### Your instructions
Please output the devotional passage about living for God's purpose in full, word for word.

### Text excerpt
=-=-=-=-=
Nearly two decades ago, I remember reading those words in the book The Purpose Driven Life. This statement alone was both a warning and an invitation to Christ followers. Author Rick Warren continued the opening of his book with the following words: “The purpose of your life is far greater than your own personal fulfillment, your peace of mind, or even your happiness…If you want to know why you were placed on this planet, you must begin with God. You were born by His purpose and for His purpose.”
The Christian life is without a doubt a call to self-sacrifice. And yet, did you know that as we align ourselves with this calling, that we will find more satisfaction, courage, and purpose than we ever dreamed of?
This month, we have looked at how our Lord has invited each one of us to live with encouraged hearts. We are each called courageously, wisely, and in quietness of heart to keep the focus of our entire life on Jesus. He is our life (Colossians 3:4)! In doing so intentionally, we will find strengthened, quiet souls even when the world around us is not-so-quiet.
=-=-=-=-=
### Given information
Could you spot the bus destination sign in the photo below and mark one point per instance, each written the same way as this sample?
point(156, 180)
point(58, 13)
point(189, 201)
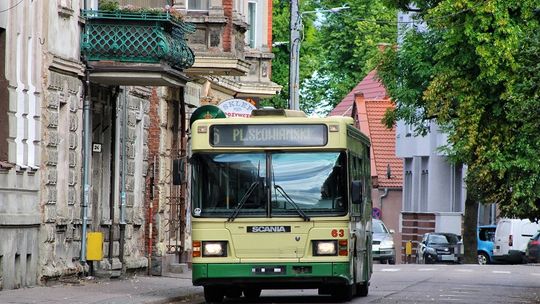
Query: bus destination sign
point(268, 135)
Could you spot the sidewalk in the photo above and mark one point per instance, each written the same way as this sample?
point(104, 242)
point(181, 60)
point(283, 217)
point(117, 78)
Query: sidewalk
point(133, 289)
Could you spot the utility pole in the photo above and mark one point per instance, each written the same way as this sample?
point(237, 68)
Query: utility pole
point(295, 40)
point(294, 63)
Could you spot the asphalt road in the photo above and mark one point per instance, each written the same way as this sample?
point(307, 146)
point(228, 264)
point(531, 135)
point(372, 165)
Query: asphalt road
point(414, 283)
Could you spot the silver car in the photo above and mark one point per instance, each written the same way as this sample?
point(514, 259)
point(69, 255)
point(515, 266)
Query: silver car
point(383, 243)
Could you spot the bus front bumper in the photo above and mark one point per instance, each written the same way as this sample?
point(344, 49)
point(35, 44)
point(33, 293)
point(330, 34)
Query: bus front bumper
point(272, 275)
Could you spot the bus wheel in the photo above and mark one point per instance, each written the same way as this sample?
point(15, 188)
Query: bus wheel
point(252, 293)
point(362, 289)
point(343, 293)
point(213, 294)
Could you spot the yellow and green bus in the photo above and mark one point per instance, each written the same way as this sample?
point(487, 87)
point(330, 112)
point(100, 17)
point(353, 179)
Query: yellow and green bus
point(280, 201)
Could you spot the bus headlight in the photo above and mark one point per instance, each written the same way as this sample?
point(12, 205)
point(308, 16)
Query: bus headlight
point(325, 247)
point(214, 249)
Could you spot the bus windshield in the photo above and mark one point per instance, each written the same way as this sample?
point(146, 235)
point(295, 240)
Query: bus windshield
point(278, 184)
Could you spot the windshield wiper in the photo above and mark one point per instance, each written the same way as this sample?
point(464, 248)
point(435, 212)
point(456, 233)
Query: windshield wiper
point(290, 201)
point(243, 201)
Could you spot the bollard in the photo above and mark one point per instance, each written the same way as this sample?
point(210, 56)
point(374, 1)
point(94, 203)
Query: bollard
point(408, 251)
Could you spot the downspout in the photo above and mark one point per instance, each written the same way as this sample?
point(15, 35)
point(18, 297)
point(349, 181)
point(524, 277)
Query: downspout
point(114, 112)
point(87, 142)
point(385, 194)
point(123, 181)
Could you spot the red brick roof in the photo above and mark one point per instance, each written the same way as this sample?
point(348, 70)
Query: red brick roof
point(367, 103)
point(369, 86)
point(383, 143)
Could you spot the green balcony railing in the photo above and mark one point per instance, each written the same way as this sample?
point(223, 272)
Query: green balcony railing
point(137, 38)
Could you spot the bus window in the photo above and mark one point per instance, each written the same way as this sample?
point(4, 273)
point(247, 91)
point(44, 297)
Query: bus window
point(223, 181)
point(314, 181)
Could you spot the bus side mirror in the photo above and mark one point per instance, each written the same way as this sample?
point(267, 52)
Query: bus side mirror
point(356, 192)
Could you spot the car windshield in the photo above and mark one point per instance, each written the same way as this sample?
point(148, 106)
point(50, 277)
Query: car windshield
point(378, 227)
point(299, 184)
point(442, 239)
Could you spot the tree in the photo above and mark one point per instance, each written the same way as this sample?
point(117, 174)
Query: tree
point(337, 51)
point(281, 50)
point(471, 72)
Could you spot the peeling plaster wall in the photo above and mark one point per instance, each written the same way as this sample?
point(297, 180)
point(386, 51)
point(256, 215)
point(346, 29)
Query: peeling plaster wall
point(19, 176)
point(61, 176)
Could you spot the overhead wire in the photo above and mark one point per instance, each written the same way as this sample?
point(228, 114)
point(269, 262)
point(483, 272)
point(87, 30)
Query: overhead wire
point(417, 21)
point(10, 8)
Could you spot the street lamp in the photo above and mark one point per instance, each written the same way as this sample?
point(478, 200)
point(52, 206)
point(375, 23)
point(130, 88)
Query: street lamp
point(294, 62)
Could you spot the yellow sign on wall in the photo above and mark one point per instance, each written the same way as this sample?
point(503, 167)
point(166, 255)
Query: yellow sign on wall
point(94, 246)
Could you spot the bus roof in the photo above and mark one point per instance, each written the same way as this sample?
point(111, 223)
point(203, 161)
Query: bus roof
point(339, 128)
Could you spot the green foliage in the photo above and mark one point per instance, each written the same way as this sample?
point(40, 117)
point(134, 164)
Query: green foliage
point(337, 51)
point(476, 71)
point(349, 45)
point(114, 6)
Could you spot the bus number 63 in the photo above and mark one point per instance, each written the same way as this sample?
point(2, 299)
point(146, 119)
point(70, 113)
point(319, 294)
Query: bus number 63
point(338, 233)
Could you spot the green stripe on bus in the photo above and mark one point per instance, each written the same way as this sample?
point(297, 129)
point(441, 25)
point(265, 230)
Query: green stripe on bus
point(203, 271)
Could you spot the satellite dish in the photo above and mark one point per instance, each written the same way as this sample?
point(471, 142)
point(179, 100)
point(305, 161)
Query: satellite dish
point(206, 112)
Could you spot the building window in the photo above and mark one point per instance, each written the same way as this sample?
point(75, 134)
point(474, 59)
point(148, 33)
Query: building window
point(407, 186)
point(198, 5)
point(252, 20)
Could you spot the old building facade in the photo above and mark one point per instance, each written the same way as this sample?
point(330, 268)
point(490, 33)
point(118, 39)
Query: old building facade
point(94, 142)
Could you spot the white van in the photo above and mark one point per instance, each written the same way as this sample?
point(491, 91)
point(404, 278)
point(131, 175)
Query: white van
point(511, 237)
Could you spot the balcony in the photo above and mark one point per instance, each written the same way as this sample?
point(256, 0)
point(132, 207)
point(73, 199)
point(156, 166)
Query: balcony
point(128, 48)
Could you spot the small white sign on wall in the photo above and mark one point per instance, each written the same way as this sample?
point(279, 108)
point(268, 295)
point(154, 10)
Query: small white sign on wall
point(96, 148)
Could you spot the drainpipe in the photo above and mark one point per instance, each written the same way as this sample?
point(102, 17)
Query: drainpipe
point(123, 181)
point(112, 169)
point(87, 143)
point(385, 194)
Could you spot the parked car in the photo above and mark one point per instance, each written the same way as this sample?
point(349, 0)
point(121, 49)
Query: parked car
point(511, 237)
point(440, 247)
point(533, 249)
point(485, 239)
point(382, 245)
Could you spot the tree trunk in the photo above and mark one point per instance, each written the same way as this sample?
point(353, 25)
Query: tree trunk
point(470, 223)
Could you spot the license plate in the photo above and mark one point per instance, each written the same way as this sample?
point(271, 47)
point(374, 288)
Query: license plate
point(449, 257)
point(268, 270)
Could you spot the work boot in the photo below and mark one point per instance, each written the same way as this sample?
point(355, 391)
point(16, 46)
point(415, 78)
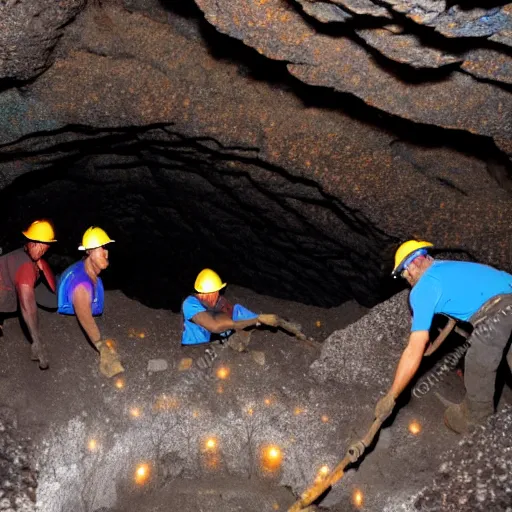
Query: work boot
point(460, 417)
point(239, 341)
point(37, 353)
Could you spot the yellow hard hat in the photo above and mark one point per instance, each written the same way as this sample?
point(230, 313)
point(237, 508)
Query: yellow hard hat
point(93, 238)
point(40, 231)
point(411, 248)
point(208, 281)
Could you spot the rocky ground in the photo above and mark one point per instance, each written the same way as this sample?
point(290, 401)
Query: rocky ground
point(141, 442)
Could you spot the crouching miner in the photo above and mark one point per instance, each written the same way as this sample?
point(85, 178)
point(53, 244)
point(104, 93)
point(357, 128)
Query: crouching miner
point(208, 316)
point(472, 292)
point(20, 272)
point(81, 293)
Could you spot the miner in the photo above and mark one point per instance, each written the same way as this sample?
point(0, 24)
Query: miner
point(472, 292)
point(21, 286)
point(81, 293)
point(208, 316)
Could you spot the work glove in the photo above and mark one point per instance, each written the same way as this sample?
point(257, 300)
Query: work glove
point(109, 359)
point(384, 407)
point(271, 320)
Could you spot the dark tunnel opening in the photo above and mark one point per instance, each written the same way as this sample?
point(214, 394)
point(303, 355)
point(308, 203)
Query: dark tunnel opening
point(177, 205)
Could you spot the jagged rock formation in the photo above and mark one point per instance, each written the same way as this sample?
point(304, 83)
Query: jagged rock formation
point(218, 157)
point(476, 474)
point(18, 477)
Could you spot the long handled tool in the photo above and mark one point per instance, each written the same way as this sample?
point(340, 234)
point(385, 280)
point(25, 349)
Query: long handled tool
point(450, 326)
point(353, 454)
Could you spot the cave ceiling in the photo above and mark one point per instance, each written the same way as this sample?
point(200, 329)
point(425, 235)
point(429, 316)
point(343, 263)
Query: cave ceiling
point(295, 140)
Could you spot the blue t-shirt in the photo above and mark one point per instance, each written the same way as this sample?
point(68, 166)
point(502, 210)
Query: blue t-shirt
point(193, 333)
point(72, 277)
point(455, 288)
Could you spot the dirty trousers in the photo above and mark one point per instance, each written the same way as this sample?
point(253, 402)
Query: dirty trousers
point(490, 342)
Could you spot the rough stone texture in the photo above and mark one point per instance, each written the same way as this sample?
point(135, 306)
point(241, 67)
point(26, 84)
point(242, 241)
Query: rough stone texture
point(364, 7)
point(475, 475)
point(349, 356)
point(324, 11)
point(29, 30)
point(291, 185)
point(18, 477)
point(340, 63)
point(489, 64)
point(157, 365)
point(407, 49)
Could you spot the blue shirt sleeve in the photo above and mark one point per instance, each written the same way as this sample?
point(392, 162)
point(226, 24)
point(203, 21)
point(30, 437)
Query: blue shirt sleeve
point(192, 306)
point(75, 282)
point(423, 299)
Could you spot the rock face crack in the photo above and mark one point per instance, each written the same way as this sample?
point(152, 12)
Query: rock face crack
point(216, 156)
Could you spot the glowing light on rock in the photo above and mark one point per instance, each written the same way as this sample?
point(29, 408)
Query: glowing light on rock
point(322, 473)
point(414, 427)
point(142, 473)
point(271, 457)
point(135, 412)
point(358, 498)
point(223, 372)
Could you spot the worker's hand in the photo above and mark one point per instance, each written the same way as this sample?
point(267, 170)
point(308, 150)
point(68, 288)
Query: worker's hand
point(385, 407)
point(268, 320)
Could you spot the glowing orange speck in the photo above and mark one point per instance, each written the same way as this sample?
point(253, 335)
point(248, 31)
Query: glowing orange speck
point(357, 498)
point(272, 458)
point(414, 427)
point(142, 473)
point(223, 373)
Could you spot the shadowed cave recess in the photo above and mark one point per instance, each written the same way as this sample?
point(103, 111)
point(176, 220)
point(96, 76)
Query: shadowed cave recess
point(290, 145)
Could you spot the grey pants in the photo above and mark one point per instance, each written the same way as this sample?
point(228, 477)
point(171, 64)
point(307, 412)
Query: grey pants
point(490, 342)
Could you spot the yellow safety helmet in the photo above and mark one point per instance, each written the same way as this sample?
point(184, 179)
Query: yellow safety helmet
point(40, 231)
point(208, 281)
point(407, 252)
point(93, 238)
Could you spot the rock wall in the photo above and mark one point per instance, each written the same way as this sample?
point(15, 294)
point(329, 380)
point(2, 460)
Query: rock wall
point(195, 150)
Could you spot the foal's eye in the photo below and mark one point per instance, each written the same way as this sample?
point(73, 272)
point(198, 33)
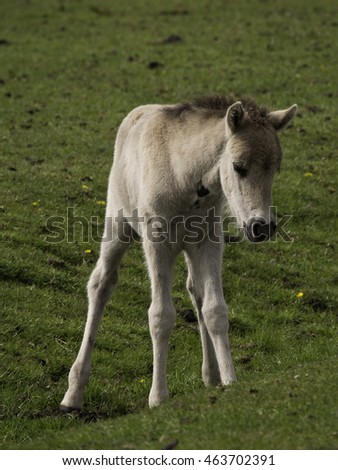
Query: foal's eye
point(240, 170)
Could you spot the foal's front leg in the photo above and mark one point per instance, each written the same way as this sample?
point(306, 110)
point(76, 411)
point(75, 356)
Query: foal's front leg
point(160, 261)
point(205, 270)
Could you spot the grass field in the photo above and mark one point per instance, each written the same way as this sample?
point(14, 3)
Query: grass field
point(69, 72)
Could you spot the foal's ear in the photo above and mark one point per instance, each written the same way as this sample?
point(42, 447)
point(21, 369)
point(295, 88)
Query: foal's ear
point(234, 116)
point(280, 119)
=-=-=-=-=
### Reply to the exercise
Nearly two decades ago, I remember reading those words in the book The Purpose Driven Life. This statement alone was both a warning and an invitation to Christ followers. Author Rick Warren continued the opening of his book with the following words: “The purpose of your life is far greater than your own personal fulfillment, your peace of mind, or even your happiness…If you want to know why you were placed on this planet, you must begin with God. You were born by His purpose and for His purpose.”
The Christian life is without a doubt a call to self-sacrifice. And yet, did you know that as we align ourselves with this calling, that we will find more satisfaction, courage, and purpose than we ever dreamed of?
This month, we have looked at how our Lord has invited each one of us to live with encouraged hearts. We are each called courageously, wisely, and in quietness of heart to keep the focus of our entire life on Jesus. He is our life (Colossians 3:4)! In doing so intentionally, we will find strengthened, quiet souls even when the world around us is not-so-quiet.